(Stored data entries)
■ ■ ■ ■

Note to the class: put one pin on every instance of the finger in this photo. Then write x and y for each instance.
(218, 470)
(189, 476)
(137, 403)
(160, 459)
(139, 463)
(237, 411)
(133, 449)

■ ■ ■ ■

- [TASK TO CARRY OUT]: Every single line of the data above must be set down again exactly.

- [YOUR SOLUTION]:
Note to the class: put one pin on every instance of the finger in this photo. Then write x and y for each instance.
(218, 470)
(189, 476)
(137, 403)
(160, 459)
(139, 463)
(237, 411)
(133, 449)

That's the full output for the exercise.